_ИСХОДНЫЙ ТЕКСТ_
※ ※ ※

Сейчас много говорят о кризисе искусства. Есть ли из него какие-то выходы или эта ситуация будет вечной?

А разве когда-нибудь не говорили о кризисе искусства? Загляните в старые искусствоведческие журналы, в статьи старых художников, критиков и искусствоведов.

Какую стадию, на ваш взгляд, проходит современное искусство?

Следующую стадию, которая идет сразу же за предыдущей. Сейчас можно говорить о торжестве денег, рынка и прочих трагических обстоятельствах современного мира вообще и искусства в частности. Впрочем, совсем недавно я прочла книгу о том, как художники Возрождения посылали заказчикам счета за выполненные работы и как они их оценивали... Так что комментировать современную ситуацию я лучше не буду.

Илья Кабаков. «Футболист». 1964. Холст, масло

Насколько вам важно участие в различных биеннале?

※ ※ ※

_ПРЕДОСТАВЛЕННЫЙ СПИСОК_
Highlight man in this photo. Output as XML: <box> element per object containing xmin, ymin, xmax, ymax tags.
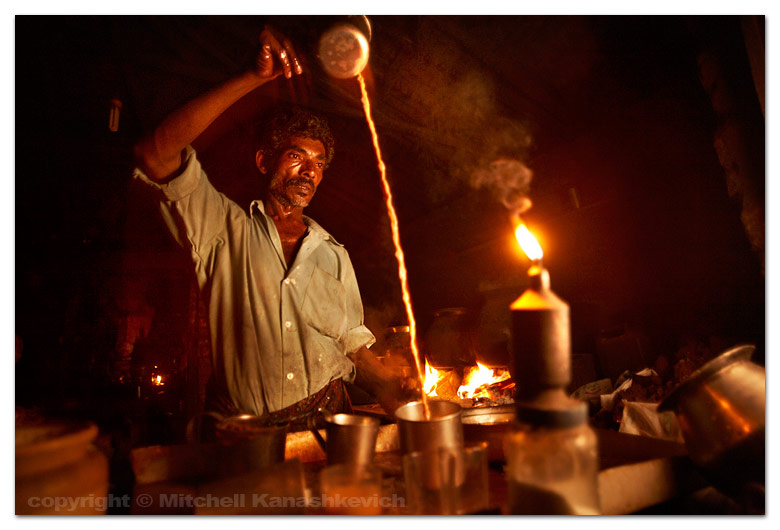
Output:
<box><xmin>135</xmin><ymin>27</ymin><xmax>412</xmax><ymax>426</ymax></box>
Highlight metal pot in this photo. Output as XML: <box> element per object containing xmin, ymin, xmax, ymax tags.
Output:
<box><xmin>216</xmin><ymin>414</ymin><xmax>288</xmax><ymax>473</ymax></box>
<box><xmin>658</xmin><ymin>345</ymin><xmax>765</xmax><ymax>486</ymax></box>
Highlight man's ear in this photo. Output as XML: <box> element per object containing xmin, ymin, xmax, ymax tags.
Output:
<box><xmin>255</xmin><ymin>149</ymin><xmax>268</xmax><ymax>175</ymax></box>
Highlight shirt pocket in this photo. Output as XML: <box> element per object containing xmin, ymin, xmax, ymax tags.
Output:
<box><xmin>301</xmin><ymin>267</ymin><xmax>347</xmax><ymax>340</ymax></box>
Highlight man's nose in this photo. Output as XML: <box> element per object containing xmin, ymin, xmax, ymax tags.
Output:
<box><xmin>300</xmin><ymin>160</ymin><xmax>317</xmax><ymax>179</ymax></box>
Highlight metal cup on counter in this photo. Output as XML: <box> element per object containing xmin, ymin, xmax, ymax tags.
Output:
<box><xmin>395</xmin><ymin>399</ymin><xmax>463</xmax><ymax>454</ymax></box>
<box><xmin>310</xmin><ymin>410</ymin><xmax>379</xmax><ymax>466</ymax></box>
<box><xmin>403</xmin><ymin>442</ymin><xmax>488</xmax><ymax>515</ymax></box>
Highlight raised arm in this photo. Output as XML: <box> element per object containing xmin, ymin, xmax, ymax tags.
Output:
<box><xmin>134</xmin><ymin>26</ymin><xmax>303</xmax><ymax>181</ymax></box>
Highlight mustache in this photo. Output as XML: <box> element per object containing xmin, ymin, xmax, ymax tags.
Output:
<box><xmin>286</xmin><ymin>177</ymin><xmax>314</xmax><ymax>189</ymax></box>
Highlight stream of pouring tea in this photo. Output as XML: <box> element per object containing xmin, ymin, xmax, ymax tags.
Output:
<box><xmin>357</xmin><ymin>74</ymin><xmax>431</xmax><ymax>420</ymax></box>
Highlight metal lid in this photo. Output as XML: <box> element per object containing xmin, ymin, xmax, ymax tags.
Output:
<box><xmin>658</xmin><ymin>344</ymin><xmax>756</xmax><ymax>412</ymax></box>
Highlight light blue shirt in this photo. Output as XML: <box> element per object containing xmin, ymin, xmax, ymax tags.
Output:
<box><xmin>134</xmin><ymin>147</ymin><xmax>375</xmax><ymax>415</ymax></box>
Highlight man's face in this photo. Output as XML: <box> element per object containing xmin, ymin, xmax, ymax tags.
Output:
<box><xmin>268</xmin><ymin>136</ymin><xmax>326</xmax><ymax>208</ymax></box>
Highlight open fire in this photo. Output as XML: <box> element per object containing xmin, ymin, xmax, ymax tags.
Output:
<box><xmin>423</xmin><ymin>362</ymin><xmax>514</xmax><ymax>403</ymax></box>
<box><xmin>422</xmin><ymin>217</ymin><xmax>543</xmax><ymax>404</ymax></box>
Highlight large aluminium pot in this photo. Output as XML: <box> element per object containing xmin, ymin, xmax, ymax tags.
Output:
<box><xmin>658</xmin><ymin>345</ymin><xmax>765</xmax><ymax>489</ymax></box>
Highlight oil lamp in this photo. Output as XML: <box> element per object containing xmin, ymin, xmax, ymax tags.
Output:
<box><xmin>504</xmin><ymin>219</ymin><xmax>599</xmax><ymax>515</ymax></box>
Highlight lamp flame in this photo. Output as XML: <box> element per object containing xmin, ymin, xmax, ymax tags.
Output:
<box><xmin>423</xmin><ymin>362</ymin><xmax>442</xmax><ymax>397</ymax></box>
<box><xmin>515</xmin><ymin>223</ymin><xmax>544</xmax><ymax>261</ymax></box>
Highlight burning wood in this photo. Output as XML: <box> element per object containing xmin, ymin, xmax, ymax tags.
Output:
<box><xmin>423</xmin><ymin>362</ymin><xmax>515</xmax><ymax>406</ymax></box>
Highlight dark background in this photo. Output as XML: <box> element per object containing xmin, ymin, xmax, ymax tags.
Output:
<box><xmin>15</xmin><ymin>16</ymin><xmax>765</xmax><ymax>436</ymax></box>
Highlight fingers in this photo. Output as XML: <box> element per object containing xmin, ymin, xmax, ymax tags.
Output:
<box><xmin>257</xmin><ymin>26</ymin><xmax>303</xmax><ymax>79</ymax></box>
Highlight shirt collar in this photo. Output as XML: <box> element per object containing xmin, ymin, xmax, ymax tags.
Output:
<box><xmin>249</xmin><ymin>200</ymin><xmax>344</xmax><ymax>247</ymax></box>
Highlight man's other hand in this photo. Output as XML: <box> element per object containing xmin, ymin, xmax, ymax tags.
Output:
<box><xmin>256</xmin><ymin>26</ymin><xmax>303</xmax><ymax>80</ymax></box>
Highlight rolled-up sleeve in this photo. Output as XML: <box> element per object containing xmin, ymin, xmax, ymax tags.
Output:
<box><xmin>133</xmin><ymin>146</ymin><xmax>229</xmax><ymax>259</ymax></box>
<box><xmin>342</xmin><ymin>252</ymin><xmax>376</xmax><ymax>354</ymax></box>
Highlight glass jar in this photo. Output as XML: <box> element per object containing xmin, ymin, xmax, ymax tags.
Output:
<box><xmin>504</xmin><ymin>412</ymin><xmax>599</xmax><ymax>515</ymax></box>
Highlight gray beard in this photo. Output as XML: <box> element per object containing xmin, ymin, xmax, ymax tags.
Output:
<box><xmin>269</xmin><ymin>177</ymin><xmax>316</xmax><ymax>208</ymax></box>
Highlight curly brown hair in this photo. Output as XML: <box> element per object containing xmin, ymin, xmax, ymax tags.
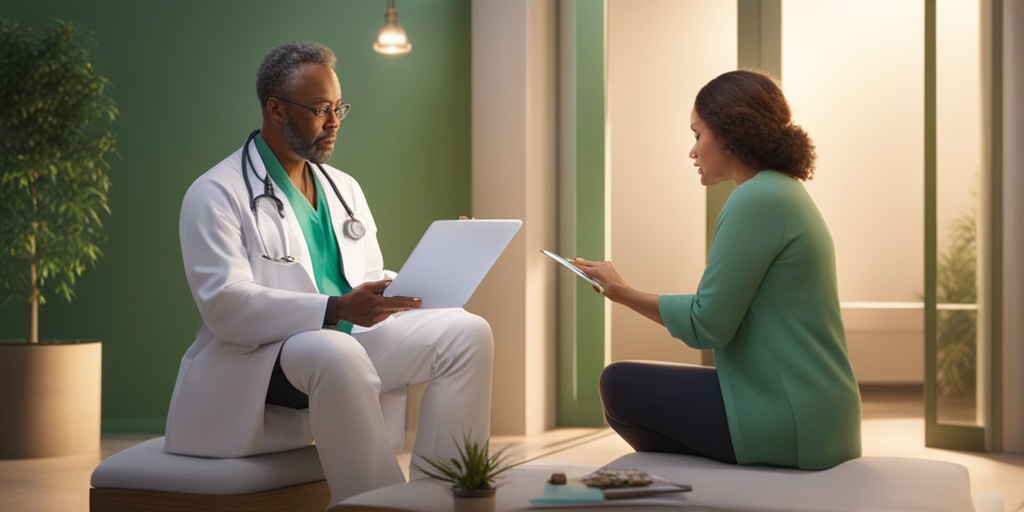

※ ※ ※

_ЧТО НУЖНО СДЕЛАТЬ_
1. Ответьте по исходному тексту на три вопроса, каждый ответ с новой строки и с той же пометкой.
(a) Что предлагается просмотреть в ответ на вопрос о кризисе искусства?
(b) О чем была книга, прочитанная совсем недавно?
(c) Какой год и какая техника указаны для работы Ильи Кабакова «Футболист»?
2. Изложите суть исходного текста в двух предложениях.
3. Напишите продолжение исходного текста, начиная сразу после его последнего вопроса.

_СПИСОК ОТВЕТОВ_
1.
(a) Старые искусствоведческие журналы, а также статьи старых художников, критиков и искусствоведов.
(b) О том, как художники Возрождения посылали заказчикам счета за выполненные работы и как они их оценивали.
(c) 1964 год, холст, масло.

2. На вопрос о кризисе искусства дается ответ, что о нем говорили всегда, и предлагается заглянуть в старые искусствоведческие журналы и статьи художников, критиков и искусствоведов. Нынешнюю стадию искусства называют следующей за предыдущей: сейчас можно говорить о торжестве денег и рынка, но после книги о счетах, которые художники Возрождения посылали заказчикам, от комментариев к современной ситуации решено воздержаться.

3.
Конечно, в свое время это было очень интересно, когда общая ситуация и атмосфера на международных проектах были совершенно другими. Там тогда существовало содружество художников, в котором каждый хотел стать лучшим, но одновременно процветало и ощущение товарищества. Культурное и историческое значение этих огромных выставок было чрезвычайно важным. И нам повезло, что именно тогда Венецианская биеннале и Documenta были большими тематическими проектами, организованными крайне талантливыми кураторами, такими как Харальд Зееман, Джермано Челант, Жан-Юбер Мартен, Роберт Сторр и многие другие.

Сегодня в мире проводится слишком много всяких биеннале, и мы уже, честно говоря, просто не можем в них участвовать. Нет сил. Вот сейчас участвуем в Первой триеннале Армении и в биеннале во Владивостоке. Но поехать туда мы уже не можем.

Жив ли концептуализм? Помогает ли ему или мешает актуальная политическая обстановка в России?

Конечно, жив. Сама система его является невероятным концептом. Что же касается концептуализма как художественного явления, то тут нужно спрашивать тех, кто живет в России: Андрея Монастырского, Елену Елагину, Игоря Макаревича и других действующих художников.

Сохранились ли личные и творческие связи внутри круга отцов-основателей русского концептуализма и их последователей?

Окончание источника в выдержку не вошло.